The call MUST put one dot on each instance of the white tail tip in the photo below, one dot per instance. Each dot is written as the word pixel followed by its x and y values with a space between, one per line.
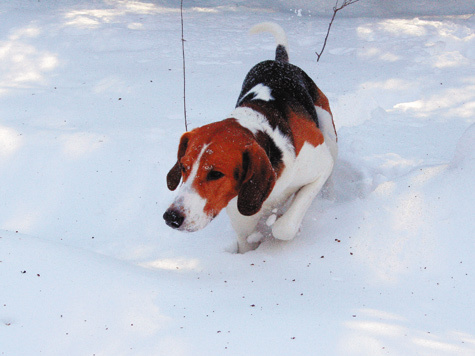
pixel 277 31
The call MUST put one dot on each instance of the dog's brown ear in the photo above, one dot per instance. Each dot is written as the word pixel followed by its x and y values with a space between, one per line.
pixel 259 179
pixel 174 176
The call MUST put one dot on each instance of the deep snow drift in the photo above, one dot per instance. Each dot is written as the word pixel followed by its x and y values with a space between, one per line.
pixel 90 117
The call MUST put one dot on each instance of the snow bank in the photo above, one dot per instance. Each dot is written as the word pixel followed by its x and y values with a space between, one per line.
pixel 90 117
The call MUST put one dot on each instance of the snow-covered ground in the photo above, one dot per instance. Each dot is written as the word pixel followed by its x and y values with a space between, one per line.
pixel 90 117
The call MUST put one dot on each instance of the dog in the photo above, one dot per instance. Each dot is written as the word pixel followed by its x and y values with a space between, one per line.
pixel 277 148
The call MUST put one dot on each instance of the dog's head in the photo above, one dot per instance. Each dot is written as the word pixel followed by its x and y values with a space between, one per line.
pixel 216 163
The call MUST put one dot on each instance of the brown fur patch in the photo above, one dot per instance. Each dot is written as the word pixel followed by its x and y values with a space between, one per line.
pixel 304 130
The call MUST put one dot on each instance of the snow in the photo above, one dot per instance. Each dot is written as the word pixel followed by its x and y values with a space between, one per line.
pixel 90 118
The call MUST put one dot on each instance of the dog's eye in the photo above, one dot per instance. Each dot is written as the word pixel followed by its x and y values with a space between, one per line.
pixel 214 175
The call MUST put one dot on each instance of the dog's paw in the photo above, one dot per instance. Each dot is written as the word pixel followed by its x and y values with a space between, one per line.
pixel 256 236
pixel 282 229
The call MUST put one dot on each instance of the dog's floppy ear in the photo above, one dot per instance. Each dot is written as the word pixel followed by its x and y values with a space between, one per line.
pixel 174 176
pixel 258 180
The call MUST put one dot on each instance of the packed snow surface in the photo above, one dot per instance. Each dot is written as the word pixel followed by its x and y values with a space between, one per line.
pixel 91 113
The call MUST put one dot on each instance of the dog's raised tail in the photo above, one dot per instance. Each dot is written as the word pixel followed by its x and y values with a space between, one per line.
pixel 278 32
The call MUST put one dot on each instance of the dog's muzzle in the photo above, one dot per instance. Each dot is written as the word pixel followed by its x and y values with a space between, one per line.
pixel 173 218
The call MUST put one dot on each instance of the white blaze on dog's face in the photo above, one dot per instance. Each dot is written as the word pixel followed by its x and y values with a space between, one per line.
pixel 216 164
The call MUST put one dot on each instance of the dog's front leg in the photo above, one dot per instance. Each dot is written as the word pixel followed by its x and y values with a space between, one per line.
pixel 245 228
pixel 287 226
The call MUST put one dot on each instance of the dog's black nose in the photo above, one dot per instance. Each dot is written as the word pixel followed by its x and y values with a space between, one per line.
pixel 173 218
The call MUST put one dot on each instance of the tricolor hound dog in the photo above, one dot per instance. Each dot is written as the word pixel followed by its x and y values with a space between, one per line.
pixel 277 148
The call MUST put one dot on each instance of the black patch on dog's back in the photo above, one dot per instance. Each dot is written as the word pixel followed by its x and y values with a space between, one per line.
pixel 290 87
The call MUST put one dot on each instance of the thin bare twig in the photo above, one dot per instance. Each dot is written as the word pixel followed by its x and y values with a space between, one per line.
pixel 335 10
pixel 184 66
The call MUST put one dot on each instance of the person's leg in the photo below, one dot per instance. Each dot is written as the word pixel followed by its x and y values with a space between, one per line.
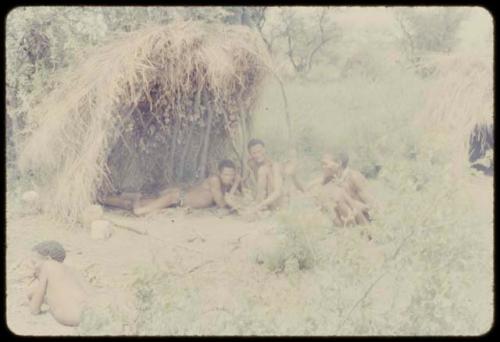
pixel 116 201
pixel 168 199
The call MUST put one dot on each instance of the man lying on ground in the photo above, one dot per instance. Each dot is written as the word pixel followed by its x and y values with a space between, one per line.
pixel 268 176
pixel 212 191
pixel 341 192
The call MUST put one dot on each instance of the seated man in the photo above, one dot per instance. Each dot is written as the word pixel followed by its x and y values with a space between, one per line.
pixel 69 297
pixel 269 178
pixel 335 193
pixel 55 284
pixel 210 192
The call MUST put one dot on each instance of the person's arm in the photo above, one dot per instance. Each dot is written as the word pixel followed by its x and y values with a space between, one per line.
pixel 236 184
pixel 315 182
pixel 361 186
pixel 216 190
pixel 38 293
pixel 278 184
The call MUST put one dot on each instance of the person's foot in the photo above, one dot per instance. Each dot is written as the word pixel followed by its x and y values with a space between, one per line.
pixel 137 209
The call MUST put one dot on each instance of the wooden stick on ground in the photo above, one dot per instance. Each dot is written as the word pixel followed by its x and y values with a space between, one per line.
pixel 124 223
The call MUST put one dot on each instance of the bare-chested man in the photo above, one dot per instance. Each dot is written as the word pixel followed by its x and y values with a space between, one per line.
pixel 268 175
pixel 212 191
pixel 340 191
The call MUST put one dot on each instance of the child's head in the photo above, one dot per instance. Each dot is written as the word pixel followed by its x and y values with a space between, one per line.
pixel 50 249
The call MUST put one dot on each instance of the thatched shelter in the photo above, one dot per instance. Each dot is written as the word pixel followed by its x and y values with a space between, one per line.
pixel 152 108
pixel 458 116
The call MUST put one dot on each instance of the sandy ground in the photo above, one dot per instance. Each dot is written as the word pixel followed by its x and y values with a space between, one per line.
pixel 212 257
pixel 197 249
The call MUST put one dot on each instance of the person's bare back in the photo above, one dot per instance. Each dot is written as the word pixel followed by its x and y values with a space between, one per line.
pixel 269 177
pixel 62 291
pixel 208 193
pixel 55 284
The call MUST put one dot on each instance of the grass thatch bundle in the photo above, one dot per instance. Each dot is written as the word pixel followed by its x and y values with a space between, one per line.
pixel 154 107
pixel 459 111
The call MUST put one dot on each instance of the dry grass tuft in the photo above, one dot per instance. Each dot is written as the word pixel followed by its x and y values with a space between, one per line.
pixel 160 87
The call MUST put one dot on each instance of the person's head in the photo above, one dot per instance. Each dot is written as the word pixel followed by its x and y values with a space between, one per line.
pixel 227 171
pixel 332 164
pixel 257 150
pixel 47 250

---

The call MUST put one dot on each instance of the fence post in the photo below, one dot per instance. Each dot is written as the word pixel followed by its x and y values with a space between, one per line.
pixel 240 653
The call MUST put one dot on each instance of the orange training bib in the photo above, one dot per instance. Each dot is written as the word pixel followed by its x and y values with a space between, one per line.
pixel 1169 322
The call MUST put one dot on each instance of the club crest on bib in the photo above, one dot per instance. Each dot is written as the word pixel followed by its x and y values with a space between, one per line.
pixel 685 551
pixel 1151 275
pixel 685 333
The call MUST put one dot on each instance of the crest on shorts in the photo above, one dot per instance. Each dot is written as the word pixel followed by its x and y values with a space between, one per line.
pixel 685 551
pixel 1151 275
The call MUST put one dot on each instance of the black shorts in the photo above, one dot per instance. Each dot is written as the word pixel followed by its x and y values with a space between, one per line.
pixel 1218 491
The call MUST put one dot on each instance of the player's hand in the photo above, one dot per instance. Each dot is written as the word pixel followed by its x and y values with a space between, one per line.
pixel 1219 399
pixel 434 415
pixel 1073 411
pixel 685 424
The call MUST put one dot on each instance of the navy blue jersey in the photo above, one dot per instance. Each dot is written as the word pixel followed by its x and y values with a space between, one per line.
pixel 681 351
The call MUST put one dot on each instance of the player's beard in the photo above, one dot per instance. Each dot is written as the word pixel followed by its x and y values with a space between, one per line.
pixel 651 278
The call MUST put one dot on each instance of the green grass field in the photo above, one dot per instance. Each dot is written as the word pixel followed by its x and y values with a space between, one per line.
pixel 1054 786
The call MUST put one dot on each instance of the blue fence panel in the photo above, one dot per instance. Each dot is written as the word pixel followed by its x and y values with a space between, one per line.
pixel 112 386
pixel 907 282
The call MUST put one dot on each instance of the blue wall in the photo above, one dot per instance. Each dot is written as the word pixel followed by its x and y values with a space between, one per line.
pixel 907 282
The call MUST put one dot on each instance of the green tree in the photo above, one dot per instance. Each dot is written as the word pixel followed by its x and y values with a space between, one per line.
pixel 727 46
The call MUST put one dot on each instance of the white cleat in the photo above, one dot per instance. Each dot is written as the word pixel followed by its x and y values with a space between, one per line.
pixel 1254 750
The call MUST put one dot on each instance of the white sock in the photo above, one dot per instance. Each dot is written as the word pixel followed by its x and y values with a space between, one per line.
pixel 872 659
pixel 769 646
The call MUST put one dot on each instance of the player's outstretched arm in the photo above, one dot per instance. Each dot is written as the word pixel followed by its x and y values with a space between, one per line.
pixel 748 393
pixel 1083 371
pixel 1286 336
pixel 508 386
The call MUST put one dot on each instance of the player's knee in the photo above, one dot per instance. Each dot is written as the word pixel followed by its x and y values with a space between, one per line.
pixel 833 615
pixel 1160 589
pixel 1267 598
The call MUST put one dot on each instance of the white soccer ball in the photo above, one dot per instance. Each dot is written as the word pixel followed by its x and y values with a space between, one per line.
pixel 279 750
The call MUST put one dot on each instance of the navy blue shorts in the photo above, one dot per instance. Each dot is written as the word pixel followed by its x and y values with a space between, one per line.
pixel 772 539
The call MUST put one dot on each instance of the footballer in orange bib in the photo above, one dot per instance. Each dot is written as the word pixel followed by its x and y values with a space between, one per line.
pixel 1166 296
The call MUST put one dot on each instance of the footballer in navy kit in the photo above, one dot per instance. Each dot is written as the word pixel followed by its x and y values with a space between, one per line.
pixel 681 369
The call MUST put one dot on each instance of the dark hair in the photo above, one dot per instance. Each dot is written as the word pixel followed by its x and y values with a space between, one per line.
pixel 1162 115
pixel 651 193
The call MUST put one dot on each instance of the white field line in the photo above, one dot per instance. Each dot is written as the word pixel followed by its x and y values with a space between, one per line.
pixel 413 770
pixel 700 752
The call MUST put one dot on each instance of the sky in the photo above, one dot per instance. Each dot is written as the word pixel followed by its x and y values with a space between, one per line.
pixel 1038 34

* * *

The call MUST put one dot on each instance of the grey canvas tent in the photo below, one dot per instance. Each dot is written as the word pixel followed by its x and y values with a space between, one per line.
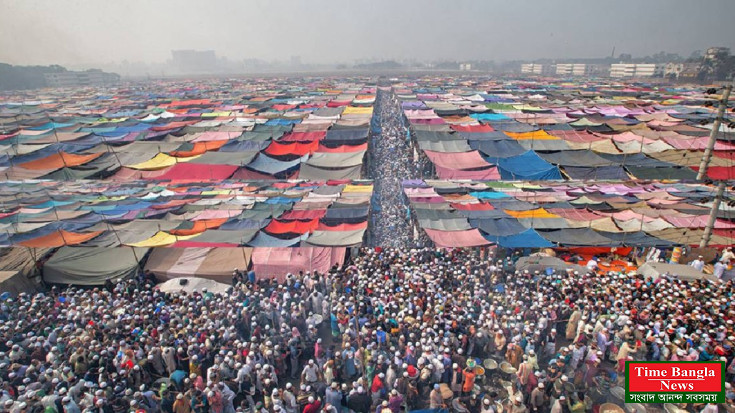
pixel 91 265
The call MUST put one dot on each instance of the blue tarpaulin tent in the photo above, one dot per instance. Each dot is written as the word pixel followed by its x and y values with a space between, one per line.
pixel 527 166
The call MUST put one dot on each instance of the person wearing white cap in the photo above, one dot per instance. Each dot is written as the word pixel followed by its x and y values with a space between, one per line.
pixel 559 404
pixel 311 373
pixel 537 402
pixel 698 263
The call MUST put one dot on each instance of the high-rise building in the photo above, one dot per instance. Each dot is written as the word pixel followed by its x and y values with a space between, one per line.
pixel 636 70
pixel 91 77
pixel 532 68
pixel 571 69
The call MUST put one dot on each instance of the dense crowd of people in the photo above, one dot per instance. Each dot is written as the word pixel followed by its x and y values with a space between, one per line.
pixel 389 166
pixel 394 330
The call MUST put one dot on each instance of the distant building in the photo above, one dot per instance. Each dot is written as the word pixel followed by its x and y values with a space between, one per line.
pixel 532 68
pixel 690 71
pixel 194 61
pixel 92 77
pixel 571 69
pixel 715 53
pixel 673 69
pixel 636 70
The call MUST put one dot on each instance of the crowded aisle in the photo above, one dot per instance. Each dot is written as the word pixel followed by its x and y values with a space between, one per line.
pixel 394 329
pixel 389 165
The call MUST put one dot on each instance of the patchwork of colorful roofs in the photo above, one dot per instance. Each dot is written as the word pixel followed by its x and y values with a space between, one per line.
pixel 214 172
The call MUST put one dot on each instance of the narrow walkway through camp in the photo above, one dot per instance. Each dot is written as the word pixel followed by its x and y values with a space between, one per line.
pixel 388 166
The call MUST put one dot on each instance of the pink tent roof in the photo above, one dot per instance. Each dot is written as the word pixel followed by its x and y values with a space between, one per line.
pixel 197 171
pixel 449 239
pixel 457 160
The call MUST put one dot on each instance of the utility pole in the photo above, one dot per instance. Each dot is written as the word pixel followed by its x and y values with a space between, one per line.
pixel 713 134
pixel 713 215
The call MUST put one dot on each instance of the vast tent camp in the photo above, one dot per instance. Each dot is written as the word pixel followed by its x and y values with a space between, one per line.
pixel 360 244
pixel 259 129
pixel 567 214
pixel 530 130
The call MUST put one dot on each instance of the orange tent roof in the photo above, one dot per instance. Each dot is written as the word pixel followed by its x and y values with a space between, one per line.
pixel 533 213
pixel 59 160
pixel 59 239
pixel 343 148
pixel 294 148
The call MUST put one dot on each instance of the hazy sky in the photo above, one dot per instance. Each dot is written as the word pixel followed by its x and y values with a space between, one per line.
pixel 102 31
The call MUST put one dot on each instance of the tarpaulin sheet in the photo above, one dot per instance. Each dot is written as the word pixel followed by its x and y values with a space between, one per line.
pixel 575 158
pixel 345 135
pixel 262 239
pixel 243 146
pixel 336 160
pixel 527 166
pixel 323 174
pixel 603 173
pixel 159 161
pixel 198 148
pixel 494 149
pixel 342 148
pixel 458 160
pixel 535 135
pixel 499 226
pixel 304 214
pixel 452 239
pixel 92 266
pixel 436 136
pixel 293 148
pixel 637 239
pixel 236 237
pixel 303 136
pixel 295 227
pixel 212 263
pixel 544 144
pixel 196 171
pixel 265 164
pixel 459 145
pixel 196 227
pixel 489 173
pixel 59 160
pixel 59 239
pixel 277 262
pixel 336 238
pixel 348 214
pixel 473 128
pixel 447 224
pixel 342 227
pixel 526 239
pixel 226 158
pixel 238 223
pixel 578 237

• _What you will do_:
Could you copy out the data word for word, starting with the line that contains "the player's outstretched" and continuing through the line that contains "pixel 681 369"?

• _Response to this exercise_:
The call MUST put one dot on each instance of the player's outstretched arm in the photo above, one dot per instance. Each dot is written as the word pixel followed by its x and y values with a space between, one per line.
pixel 748 393
pixel 1083 371
pixel 1286 336
pixel 508 386
The call MUST put one dot on each instance of the player's knee in the photo above, one dot per instance. Each dot is written as the word pixel followed by its x and y values with a space between, one per line.
pixel 833 615
pixel 1160 589
pixel 1267 598
The call MUST put one dot on each instance of the white soccer ball in the photo above, one dot per instance. Each dot is written as the word pixel followed by its x and y values with a space between, one per line.
pixel 279 750
The call MUST put one dot on each instance of the navy blue shorts in the photo above, one dot per instance. Each dot is written as the word pixel followed by its x and y values with a space between, one per line.
pixel 772 539
The call MUST put one dot on each instance of the footballer in orange bib in the photo above, one dot per instance. Each dot is written as the word pixel followed by its x and y values with a space between, one per line.
pixel 1166 296
The call MUST put one dot on each instance of the footballer in navy kit in the photo above, one dot per instance. Each dot is written as the word pixel followed by its x and y values with a space between, one per line.
pixel 681 369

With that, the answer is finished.